* Begin DATA EXCERPTS *
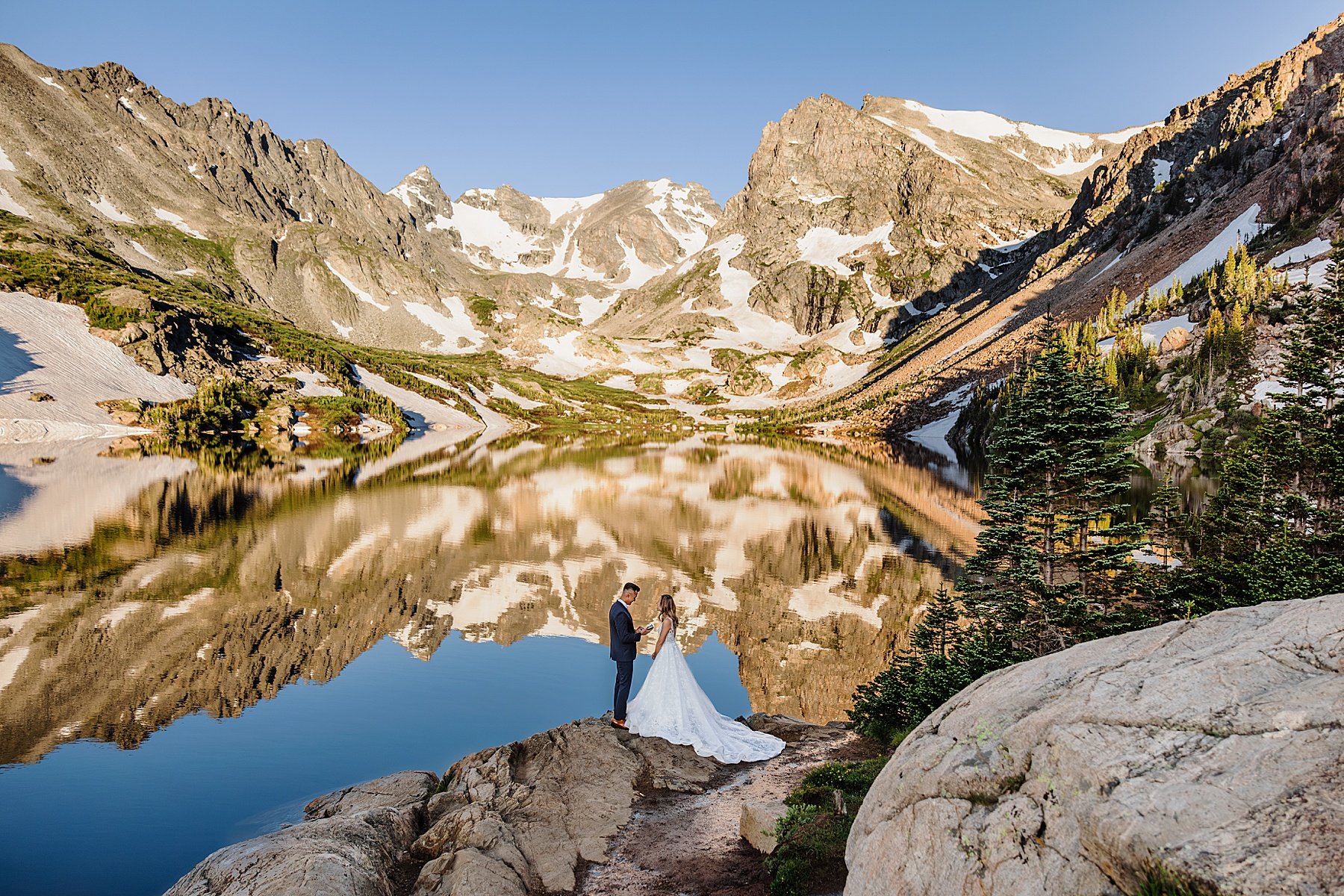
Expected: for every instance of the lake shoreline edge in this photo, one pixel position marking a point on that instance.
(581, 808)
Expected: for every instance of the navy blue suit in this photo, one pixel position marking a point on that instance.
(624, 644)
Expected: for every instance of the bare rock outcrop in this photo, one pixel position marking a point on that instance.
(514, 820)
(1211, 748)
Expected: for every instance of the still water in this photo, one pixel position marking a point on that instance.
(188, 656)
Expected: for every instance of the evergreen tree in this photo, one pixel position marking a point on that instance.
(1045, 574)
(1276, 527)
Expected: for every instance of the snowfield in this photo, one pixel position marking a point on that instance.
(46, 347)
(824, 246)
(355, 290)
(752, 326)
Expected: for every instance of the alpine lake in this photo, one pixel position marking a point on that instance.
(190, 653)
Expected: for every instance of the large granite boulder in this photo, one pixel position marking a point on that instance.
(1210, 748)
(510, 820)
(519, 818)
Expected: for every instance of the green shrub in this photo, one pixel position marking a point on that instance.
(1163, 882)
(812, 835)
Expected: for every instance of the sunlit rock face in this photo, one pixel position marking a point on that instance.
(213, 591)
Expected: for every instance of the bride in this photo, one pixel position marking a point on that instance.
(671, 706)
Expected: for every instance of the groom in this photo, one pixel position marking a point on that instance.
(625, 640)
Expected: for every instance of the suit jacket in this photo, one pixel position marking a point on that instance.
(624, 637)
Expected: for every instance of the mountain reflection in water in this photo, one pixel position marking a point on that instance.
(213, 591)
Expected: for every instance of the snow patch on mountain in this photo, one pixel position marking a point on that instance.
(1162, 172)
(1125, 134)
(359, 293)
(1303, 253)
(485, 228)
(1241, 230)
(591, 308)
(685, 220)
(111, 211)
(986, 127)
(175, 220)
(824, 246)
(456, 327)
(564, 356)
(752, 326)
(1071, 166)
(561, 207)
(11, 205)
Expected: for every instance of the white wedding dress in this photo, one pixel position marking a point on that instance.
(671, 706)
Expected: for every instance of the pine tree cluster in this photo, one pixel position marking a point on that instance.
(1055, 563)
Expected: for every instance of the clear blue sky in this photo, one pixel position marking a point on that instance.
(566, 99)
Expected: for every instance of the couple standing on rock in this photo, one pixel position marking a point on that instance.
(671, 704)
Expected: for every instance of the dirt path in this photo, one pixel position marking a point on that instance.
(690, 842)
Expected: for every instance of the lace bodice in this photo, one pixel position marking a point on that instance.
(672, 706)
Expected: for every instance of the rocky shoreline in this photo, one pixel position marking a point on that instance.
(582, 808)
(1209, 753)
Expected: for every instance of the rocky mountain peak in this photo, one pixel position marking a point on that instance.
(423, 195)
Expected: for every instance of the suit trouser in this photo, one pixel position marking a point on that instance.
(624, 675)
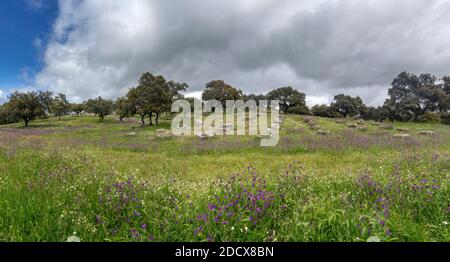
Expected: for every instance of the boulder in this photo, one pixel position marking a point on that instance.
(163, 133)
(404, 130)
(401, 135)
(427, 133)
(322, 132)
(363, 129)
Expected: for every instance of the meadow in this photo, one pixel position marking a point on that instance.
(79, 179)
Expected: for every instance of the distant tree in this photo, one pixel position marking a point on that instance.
* End DATA EXCERPTS *
* _DESCRIPTION OF THE TASK_
Rewrite every entry above, swapping "photo" for "image" wherever it appears and keeping everything else the same. Leave out the pictures.

* _RESULT OF THIS EXERCISE_
Expected: for every instance of the lake shoreline edge in this image, one pixel position marking a point on that instance.
(581, 808)
Expected: for every instance of the navy blue suit in this image, one pixel position marking a point on that instance.
(624, 644)
Expected: for every instance of the bare rock outcrop in this image, one pixel position marking a point on that instance.
(514, 820)
(1211, 748)
Expected: for every instance of the still water in this image, one pixel position marking a point on that instance.
(188, 656)
Expected: for every instance of the evergreen tree in this image, one pixel position marking a point on that instance.
(1045, 574)
(1276, 527)
Expected: for every instance of the snowfield in this image, one pixel position marking a point on that instance.
(46, 347)
(824, 246)
(355, 290)
(752, 326)
Expected: for every instance of the alpine lake in this image, one pixel position marking a point on that instance.
(190, 653)
Expected: for every instance of the large granite boulder in this image, one pixel position marking a point on that instance.
(1210, 748)
(510, 820)
(519, 818)
Expected: for every instance of the green shrub in this image, one pixel position marking a point on that instance.
(1163, 882)
(812, 835)
Expected: for every instance of the sunlit rock face in this image, one pixel position marking a point on that instance.
(213, 591)
Expected: for every instance of the bride in this image, one pixel position marking a point on that instance.
(671, 706)
Expected: for every instance of the groom in this image, one pixel position marking a point on that instance.
(625, 640)
Expected: for every instance of the suit jacket in this image, one pixel position marking a point on that instance.
(624, 637)
Expected: for every instance of the mountain reflection in water in this image, one pixel position marking a point on that instance.
(213, 591)
Expected: for every instance of the snow patch on mountain in this image, one pixel position marking a point on that instance.
(1162, 172)
(1125, 134)
(359, 293)
(1303, 253)
(485, 228)
(1241, 230)
(591, 308)
(685, 220)
(111, 211)
(986, 127)
(175, 220)
(824, 246)
(456, 327)
(564, 356)
(752, 326)
(1071, 166)
(561, 207)
(11, 205)
Expected: for every instance of the white wedding dress in this image, one pixel position marking a point on that instance.
(671, 706)
Expected: for every instance of the pine tree cluster in this image, one pixel position marking a point on that instance.
(1055, 563)
Expected: for every instance of the clear blue sky in this image, one pixel position marking a point on that instance.
(566, 99)
Expected: for every instance of the couple standing on rock in this image, one pixel position marking a point on that instance.
(671, 704)
Expected: for every instance of the dirt path in this image, one pixel position marking a point on that instance.
(690, 842)
Expected: for every instance of the lace bodice in this image, one pixel position marking a point on that instance.
(672, 706)
Expected: for every instance of the rocky shoreline in this image, one pixel position marking a point on that instance.
(582, 808)
(1209, 753)
Expected: for every instance of the rocky mountain peak in this image, one pixel position marking a point on that instance.
(423, 195)
Expected: for every instance of the suit trouser in this image, one pixel position marking a point on that instance.
(624, 675)
Expected: for every instance of the boulder in this image, one pixel position marking a point on that instance.
(163, 133)
(404, 130)
(401, 135)
(427, 133)
(322, 132)
(363, 129)
Expected: for every instance of the meadow in this image, one pixel position marking a point on that instance.
(79, 179)
Expected: for every instance of the distant tree in this image, one pixel position marking a point on that instance.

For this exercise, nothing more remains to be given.